- Text section -
****
Sean: [00:21:31] Amazing. Thank you so much for going through everything you just said. I have a couple of follow-up questions I like to go through one at a time with you. So first of all, I’d be going to a meeting for about two or three years now. And you have been saying the same cities over and over again, especially Provo, Utah and Orlando, Florida. Since that time. Have you seen your predictions come true? Has Provo and Orlando been doing pretty well these past two to three years?
Neal: [00:21:53] They’ve been doing astonishingly well. The simplest way to look at it is go to Google and type in “Zillow Home Values” then “Provo Utah” or type in “Zillow home values, Orlando, Florida”. And you’re going to see some amazing numbers. People in the San Francisco Bay Area think that this is the center of the world and values only go up very fast here. No, It’s much more profitable to be in Provo, Utah or Orlando because over there, not only do you get the insane home price growth, just check out the graph that I’m asking you to check out, but you also get rents, right? You also get eight, nine, ten percent rental income. So the aggregate number is absolutely spectacular compared to the San Francisco Bay area. So what’s nice is yes, it has been happening and keep in mind that you yourself been validated that you’ve been hearing me talk about Provo, Utah for two years, correct? Maybe three years even, right? Well today if you go to that job growth link that I just gave you, this is the government’s data, not Neal Bawa’s data, you’ll notice that it’s in the top 2% of the United States. Right? That is independent validation. Orlando in the top 5% in the United States. You can never really be the number one city in the U.S. because that changes every single month, right? You know one employer like Amazon bring in 500 jobs can move a city to the top. But what’s important is that this link that I gave you, it changes every single month because it’s trailing 12 months and you’ll see that Provo and Orlando are always going to be in the top 5% and many months of the year they’re going to be the top 2%. There’s no validation of a city’s growth greater than its job growth.
Sean: [00:23:35] Yeah, I mean like I was going to ask you, I do see those numbers change month-over-month, year-over-year. Those cities I see it in one report it would be the number one, another report it will be number 50 because things have changed. So we’re just looking at the aggregate.
Neal: [00:23:52] We are and what you want to see is, you’re absolutely right, cities bounce up and down in the rankings, which is why when I do my Real Estate Trends webinar each year, I aggregate all of the rankings. What I’m trying to do is to read the patterns, right? So if a city is number 1 in one ranking and number 7 in another, number 5 in another, that’s a really great city. But if a city is number 4 in one ranking and doesn’t appear in any of the other rankings, maybe that’s not such a good city. You want consistency, you want the same city showing up in multiple different rankings, right? Maybe not at number 1 or number 5, but even top 10, even top 20 is a very good ranking for a country that has thousands of cities.
****
- Written task 1 -
Answer these questions from the real estate interview:
(a) Which two cities does Sean say Neal has named again and again?
(b) What rental income does Neal say investors get in those cities?
(c) What does Neal do with all of the rankings in his Real Estate Trends webinar each year?
- Written task 2 -
Carry on with the real estate interview from its last line.
The listing has no connection to the real estate interview.

- Supplied information -
****
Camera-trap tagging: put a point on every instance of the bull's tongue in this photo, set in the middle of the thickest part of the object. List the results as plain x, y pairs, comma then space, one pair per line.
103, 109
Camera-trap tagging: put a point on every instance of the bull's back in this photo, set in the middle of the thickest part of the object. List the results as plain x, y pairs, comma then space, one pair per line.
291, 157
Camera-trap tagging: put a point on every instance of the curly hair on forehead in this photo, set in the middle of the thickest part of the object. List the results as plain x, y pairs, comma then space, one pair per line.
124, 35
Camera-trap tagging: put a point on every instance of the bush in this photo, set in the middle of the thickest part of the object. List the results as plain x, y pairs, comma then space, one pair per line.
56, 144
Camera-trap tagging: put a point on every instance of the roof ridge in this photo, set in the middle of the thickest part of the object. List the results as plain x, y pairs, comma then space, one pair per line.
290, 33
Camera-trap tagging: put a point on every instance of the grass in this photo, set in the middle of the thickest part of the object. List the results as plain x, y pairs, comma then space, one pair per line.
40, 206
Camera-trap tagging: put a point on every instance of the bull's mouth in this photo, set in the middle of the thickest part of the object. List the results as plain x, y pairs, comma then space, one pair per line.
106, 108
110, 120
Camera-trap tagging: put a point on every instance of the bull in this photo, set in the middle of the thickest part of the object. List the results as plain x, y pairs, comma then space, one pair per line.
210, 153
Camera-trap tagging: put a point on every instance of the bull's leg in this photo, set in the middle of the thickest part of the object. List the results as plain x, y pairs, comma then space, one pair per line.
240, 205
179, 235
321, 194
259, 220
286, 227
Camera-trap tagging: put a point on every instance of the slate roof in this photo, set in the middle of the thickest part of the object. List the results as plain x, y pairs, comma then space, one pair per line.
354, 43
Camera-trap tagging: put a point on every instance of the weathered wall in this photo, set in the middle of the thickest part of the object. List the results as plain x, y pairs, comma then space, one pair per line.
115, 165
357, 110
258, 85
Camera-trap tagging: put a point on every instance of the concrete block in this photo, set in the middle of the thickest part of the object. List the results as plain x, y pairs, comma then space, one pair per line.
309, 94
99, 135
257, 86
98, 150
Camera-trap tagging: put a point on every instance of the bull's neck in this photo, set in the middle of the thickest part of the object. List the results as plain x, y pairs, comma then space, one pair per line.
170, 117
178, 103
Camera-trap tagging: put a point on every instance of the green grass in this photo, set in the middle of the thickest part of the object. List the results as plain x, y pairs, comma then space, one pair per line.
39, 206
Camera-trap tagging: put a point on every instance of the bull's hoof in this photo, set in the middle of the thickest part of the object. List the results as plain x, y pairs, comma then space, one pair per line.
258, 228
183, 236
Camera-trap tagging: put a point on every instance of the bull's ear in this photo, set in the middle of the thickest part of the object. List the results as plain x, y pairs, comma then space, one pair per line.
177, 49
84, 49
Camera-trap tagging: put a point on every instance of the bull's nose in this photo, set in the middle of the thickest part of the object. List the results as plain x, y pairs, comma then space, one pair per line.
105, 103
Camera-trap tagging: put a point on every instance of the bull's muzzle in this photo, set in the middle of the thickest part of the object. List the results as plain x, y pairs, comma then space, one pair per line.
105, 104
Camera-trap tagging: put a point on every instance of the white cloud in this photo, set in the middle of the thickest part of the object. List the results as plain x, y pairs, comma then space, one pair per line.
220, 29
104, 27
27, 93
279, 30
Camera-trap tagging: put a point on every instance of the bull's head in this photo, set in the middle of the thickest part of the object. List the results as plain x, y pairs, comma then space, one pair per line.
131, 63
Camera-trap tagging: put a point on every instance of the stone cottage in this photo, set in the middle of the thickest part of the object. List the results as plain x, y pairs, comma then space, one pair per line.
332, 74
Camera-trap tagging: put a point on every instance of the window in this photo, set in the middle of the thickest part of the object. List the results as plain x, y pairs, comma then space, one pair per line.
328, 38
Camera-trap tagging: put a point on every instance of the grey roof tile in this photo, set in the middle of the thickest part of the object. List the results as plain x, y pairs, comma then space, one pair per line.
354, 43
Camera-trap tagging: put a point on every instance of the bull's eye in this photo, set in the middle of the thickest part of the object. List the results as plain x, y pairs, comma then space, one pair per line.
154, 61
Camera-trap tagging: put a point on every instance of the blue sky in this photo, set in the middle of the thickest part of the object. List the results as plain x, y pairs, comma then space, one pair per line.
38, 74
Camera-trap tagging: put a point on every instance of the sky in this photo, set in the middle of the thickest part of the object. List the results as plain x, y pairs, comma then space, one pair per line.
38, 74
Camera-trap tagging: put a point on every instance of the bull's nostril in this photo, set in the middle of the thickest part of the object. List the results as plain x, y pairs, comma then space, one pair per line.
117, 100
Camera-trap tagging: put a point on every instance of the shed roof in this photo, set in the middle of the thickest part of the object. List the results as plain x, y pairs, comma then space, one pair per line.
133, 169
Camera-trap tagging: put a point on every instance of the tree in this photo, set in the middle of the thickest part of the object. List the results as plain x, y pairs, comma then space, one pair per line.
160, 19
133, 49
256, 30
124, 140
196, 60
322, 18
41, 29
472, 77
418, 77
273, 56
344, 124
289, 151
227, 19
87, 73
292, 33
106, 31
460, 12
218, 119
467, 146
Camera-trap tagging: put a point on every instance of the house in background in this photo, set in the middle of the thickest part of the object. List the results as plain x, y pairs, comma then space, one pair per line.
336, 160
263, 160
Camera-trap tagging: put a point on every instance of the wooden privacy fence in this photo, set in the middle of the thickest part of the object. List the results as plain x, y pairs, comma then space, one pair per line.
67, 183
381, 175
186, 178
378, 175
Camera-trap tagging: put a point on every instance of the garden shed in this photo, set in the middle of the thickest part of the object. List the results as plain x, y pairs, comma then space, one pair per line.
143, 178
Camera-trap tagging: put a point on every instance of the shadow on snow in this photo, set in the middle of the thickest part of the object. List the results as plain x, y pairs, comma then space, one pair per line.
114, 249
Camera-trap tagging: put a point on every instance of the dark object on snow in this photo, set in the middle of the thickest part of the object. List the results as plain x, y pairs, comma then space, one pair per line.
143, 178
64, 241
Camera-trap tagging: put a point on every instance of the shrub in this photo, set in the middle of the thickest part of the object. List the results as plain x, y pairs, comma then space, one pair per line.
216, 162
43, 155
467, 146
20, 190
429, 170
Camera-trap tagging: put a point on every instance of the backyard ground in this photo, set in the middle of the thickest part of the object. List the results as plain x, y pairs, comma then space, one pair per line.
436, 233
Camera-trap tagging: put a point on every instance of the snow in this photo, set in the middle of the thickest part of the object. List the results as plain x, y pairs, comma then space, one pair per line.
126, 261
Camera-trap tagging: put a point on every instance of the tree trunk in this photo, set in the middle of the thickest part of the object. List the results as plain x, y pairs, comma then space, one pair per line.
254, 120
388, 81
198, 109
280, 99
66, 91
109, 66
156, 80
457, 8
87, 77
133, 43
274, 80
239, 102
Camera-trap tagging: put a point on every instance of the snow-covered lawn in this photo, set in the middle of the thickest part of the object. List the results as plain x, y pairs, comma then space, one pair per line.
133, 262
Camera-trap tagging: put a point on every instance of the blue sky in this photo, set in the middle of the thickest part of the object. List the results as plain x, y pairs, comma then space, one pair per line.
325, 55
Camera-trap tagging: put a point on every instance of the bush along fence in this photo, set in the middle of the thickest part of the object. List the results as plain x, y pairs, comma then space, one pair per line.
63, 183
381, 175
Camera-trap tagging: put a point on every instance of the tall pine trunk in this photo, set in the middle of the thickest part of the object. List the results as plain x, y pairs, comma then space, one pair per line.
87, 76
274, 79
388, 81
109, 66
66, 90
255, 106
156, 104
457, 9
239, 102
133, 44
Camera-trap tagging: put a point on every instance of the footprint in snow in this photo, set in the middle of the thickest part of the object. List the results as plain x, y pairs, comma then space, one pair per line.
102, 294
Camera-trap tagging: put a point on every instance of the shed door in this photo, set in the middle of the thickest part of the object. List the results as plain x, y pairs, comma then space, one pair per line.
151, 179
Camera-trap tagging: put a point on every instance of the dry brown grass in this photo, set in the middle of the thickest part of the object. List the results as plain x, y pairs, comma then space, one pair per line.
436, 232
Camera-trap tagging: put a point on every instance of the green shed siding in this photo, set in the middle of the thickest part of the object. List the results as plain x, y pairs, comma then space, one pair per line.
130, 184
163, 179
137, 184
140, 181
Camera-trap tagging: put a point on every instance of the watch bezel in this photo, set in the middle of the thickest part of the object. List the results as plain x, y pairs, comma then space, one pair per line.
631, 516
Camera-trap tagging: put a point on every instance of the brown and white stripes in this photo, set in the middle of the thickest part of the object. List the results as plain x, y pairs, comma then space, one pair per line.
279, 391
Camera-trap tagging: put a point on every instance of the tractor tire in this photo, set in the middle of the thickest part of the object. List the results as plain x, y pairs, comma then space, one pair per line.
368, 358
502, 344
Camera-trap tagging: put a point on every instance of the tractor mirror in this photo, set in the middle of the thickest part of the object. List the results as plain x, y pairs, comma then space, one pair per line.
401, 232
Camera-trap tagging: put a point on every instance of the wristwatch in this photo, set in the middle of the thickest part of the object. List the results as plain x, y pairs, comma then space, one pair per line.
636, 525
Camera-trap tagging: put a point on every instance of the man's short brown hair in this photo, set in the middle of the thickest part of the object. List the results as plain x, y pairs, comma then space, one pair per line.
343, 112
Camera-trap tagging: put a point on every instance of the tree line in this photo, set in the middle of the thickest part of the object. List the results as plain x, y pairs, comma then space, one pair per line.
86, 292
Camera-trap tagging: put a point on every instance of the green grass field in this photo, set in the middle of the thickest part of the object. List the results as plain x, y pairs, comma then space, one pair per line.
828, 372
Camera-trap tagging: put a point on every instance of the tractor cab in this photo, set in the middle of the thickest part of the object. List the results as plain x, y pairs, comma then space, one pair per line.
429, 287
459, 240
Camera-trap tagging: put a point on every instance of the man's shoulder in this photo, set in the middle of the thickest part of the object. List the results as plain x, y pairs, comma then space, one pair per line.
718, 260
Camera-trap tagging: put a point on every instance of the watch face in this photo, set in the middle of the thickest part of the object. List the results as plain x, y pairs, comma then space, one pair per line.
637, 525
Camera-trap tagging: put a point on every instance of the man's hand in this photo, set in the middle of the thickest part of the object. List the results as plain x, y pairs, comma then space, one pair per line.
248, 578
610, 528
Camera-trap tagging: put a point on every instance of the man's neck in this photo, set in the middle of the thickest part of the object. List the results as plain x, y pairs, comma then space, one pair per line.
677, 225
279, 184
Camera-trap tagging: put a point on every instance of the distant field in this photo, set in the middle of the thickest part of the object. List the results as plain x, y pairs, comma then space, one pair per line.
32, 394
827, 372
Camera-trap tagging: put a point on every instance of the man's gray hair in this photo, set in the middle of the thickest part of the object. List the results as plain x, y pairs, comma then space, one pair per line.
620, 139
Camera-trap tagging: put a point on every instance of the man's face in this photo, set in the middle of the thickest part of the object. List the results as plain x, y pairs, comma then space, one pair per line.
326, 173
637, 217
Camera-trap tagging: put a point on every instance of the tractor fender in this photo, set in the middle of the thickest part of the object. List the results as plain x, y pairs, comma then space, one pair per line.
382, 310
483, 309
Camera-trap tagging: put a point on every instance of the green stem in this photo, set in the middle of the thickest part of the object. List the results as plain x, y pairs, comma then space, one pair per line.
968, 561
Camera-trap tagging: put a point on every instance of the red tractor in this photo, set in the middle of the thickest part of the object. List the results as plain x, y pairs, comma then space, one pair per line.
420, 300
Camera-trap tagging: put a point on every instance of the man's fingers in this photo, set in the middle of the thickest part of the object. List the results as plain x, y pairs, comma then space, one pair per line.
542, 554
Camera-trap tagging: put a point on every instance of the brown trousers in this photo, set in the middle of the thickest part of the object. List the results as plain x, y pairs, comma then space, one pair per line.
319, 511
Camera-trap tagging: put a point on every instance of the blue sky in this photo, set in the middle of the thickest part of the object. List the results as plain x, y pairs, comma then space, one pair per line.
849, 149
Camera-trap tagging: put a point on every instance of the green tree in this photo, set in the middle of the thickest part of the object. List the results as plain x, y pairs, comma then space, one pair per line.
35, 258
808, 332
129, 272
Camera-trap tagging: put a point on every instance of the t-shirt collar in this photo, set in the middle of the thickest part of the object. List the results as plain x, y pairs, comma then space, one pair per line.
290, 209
****
- Result 1 -
(a) Provo, Utah and Orlando, Florida.
(b) Eight, nine, or ten percent.
(c) He aggregates them.

- Result 2 -
Sean: [00:24:36] Do you only invest in areas where all four of those metrics are great? I mean if it was jobs, but you know, all four metrics are great? Or do you let some slide and let’s say some metrics aren’t as important as the other one?
Neal: [00:24:48] So sometimes I will. And one of the reasons to let it slide is if you have a great team if you have a really powerful team in an area. But what you really shouldn’t do is shortchange yourself by going too far beyond the metrics. Okay to go 10% down on any of the top 4 metrics. On jobs you want to look at simply job growth higher than 2%. That’s the bottom line. Job growth higher than 2%, you’re good to go. Job growth lower than 2%, that’s to a city is just not going to give you the kind of profit that you can get from other cities. So yeah, I do cheat on them, but my long-term goal is to stay as close to those metrics as possible. So that’s your benchmark. I see people investing in places that have had none of those four benchmarks and I think that those are not investors. They are speculators.
Sean: [00:25:35] Is there any non-negotiables where you’re like, “I will not invest in a place past certain crime rate or job growth rate” or something like that?
Neal: [00:25:42] So the typical answer is job growth rate below 1% is an absolute no-no for me and any city or state that has no population growth is a no-no, I absolutely won’t invest.
Sean: [00:25:55] And that’s pop growth since 2000?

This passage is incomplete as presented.